__What the exercise asks__: Transcribe the passage in the column on First Amendment freedoms from "Whew. That’s a" up to and including "shaping public opinion.".

__Passage__:
Jul 20, 2020

FIRST FIVE: Fighting over the meaning of First Amendment freedoms

Posted Jul 20, 2020 9:59 AM
Gene Policinski is a senior fellow for the First Amendment at the Freedom Forum, and president and chief operating officer of the Freedom Forum Institute.
Gene Policinski is a senior fellow for the First Amendment at the Freedom Forum, and president and chief operating officer of the Freedom Forum Institute.

There’s a bit of an intellectual fistfight going on these days about free expression — and we all have a stake in the outcome.

The early rounds have been going on for years: in essence, a theory that pops up periodically in history that some ideas simply are too dangerous to allow them to be voiced in public. The opponent to that theory: The longtime belief in the “marketplace of ideas,” where any person may advance any idea — however repugnant, vile or even evil — and be subject to the review, and perhaps revile, of all others.

Critics of the marketplace approach have several arguments. American critics note the amendment was adopted in 1791, carrying forward ideas about free expression that even then were centuries old, and thus see it as out of place in a modern world.

Another objection is that the internet, with its instant and global reach, makes ineffective the expected marketplace interplay of speaker and responder, through which the hope is bad ideas fail, good ideas improve and best ideas thrive.

Yet another criticism of the marketplace concept is that money, technology and power have created an elite group (or groups) in control of most meaningful communication (and perhaps content) across the web, rendering criticism, counterviews, unpopular or unconventional ideas — and certainly revolutionary ones — unable to reach a mass audience.

Critical race theorists believe that American jurisprudence essentially has elevated the liberty interests of the First Amendment over the equality interests of the 14th Amendment.

And finally, there is the claim that some ideas simply are too dangerous or misleading or manipulative to be allowed into the marketplace at all — from race, ethnic and religious hatred to sexual exploitation and abuse to commercial messaging and political misinformation — now aided and abetted by hidden algorithms and those in charge of a handful of private tech companies more intent on profits than seeking truth.

Whew. That’s a pretty strong set of arguments that some things need fixing when it comes to free expression in the early years of the 21st century. Most of us likely would agree with many, if not all of them — on first glance.

Interestingly, the sides in this dispute don’t automatically align along our current political fractures. Some liberals and conservatives see the web as too wide open, allowing dangerous ideas and speakers access to audiences that can be influenced; while others view the web as a tightly controlled funnel of filtered information combined with manipulation that blocks voices (either too conservative or too liberal — take your pick) with a goal of shaping public opinion.

__Entries shown__:
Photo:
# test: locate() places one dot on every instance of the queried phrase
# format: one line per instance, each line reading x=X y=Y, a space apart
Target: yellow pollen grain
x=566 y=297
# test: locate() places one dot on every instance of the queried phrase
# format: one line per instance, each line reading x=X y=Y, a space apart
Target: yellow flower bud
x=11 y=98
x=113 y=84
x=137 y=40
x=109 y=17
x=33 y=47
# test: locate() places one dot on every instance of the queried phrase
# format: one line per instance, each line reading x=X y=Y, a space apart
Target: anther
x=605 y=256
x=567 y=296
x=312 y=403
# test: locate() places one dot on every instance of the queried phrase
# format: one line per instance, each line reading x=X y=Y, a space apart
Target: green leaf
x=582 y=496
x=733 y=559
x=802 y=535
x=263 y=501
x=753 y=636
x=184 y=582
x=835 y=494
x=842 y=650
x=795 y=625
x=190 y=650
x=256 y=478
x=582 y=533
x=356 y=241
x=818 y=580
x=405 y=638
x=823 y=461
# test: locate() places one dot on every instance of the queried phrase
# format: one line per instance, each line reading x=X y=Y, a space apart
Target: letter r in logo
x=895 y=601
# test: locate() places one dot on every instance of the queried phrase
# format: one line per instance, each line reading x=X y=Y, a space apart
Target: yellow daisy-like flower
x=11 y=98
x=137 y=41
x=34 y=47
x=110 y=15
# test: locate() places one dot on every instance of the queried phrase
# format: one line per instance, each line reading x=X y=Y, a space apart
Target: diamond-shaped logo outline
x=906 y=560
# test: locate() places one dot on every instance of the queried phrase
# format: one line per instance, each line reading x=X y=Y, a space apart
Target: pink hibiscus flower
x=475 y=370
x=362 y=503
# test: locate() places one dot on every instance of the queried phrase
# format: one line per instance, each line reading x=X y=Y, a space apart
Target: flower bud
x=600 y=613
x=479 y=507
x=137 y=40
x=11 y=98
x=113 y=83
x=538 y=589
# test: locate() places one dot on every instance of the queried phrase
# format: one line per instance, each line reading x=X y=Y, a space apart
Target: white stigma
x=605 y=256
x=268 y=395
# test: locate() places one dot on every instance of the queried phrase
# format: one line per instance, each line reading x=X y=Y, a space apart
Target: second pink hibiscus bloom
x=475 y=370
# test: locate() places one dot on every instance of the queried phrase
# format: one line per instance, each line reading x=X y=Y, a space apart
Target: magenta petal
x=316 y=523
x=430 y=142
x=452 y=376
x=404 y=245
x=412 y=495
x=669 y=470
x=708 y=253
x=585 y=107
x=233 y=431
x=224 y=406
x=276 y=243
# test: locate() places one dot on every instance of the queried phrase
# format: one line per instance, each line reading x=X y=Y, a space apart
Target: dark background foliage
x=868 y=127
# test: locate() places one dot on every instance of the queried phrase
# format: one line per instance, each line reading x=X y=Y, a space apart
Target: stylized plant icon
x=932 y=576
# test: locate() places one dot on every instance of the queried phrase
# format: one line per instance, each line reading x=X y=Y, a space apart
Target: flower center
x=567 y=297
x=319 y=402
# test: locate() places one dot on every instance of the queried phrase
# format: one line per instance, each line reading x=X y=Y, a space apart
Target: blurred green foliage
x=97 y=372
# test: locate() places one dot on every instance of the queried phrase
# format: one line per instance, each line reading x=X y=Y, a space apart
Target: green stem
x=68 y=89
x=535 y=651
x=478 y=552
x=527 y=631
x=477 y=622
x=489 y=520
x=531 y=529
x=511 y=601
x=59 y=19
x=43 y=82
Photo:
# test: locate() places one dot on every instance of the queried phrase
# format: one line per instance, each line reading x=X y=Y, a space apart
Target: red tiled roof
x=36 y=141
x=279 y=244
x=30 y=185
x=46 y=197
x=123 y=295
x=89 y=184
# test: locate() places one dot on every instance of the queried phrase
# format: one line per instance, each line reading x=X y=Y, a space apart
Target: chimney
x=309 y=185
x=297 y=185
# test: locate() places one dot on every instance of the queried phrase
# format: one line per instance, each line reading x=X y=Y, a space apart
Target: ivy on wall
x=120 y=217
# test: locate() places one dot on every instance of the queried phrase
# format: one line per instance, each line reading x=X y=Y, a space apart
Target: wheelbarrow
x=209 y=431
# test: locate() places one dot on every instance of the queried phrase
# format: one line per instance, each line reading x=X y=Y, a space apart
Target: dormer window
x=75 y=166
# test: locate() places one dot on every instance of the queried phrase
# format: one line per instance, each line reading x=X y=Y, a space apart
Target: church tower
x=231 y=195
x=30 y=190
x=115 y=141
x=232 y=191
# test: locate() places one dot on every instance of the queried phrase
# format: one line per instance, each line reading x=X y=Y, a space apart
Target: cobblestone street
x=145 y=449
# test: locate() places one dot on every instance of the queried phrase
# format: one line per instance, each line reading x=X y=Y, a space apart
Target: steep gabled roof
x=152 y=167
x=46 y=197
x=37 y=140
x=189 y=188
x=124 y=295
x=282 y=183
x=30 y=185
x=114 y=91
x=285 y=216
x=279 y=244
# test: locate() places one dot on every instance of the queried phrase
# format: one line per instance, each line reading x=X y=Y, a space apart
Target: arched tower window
...
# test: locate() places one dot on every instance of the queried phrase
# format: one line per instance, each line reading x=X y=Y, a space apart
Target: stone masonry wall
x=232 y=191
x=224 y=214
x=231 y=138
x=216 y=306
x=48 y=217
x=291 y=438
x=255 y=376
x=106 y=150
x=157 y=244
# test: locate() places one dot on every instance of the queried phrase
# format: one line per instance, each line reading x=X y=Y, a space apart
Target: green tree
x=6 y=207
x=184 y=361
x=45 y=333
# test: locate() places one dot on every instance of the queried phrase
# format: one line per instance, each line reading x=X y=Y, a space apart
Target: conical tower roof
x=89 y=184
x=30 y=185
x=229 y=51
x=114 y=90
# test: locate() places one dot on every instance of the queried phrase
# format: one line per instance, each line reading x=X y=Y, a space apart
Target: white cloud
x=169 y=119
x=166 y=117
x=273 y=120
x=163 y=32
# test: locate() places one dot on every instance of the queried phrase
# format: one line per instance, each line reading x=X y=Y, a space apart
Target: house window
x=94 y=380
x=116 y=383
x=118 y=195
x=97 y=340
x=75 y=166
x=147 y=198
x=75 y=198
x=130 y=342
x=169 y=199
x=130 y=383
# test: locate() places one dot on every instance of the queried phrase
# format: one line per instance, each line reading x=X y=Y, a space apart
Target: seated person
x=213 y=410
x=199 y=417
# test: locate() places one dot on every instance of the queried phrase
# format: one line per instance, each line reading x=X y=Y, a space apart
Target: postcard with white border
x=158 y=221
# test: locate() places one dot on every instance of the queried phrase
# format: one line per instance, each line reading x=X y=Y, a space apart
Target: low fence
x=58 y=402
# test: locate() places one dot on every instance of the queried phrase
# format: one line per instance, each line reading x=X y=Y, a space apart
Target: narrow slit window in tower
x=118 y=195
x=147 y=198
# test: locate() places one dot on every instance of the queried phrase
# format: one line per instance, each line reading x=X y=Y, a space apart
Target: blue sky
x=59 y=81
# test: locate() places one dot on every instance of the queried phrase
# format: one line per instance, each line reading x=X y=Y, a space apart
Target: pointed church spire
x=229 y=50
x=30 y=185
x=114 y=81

__Solution to this task__:
Whew. That’s a pretty strong set of arguments that some things need fixing when it comes to free expression in the early years of the 21st century. Most of us likely would agree with many, if not all of them — on first glance.

Interestingly, the sides in this dispute don’t automatically align along our current political fractures. Some liberals and conservatives see the web as too wide open, allowing dangerous ideas and speakers access to audiences that can be influenced; while others view the web as a tightly controlled funnel of filtered information combined with manipulation that blocks voices (either too conservative or too liberal — take your pick) with a goal of shaping public opinion.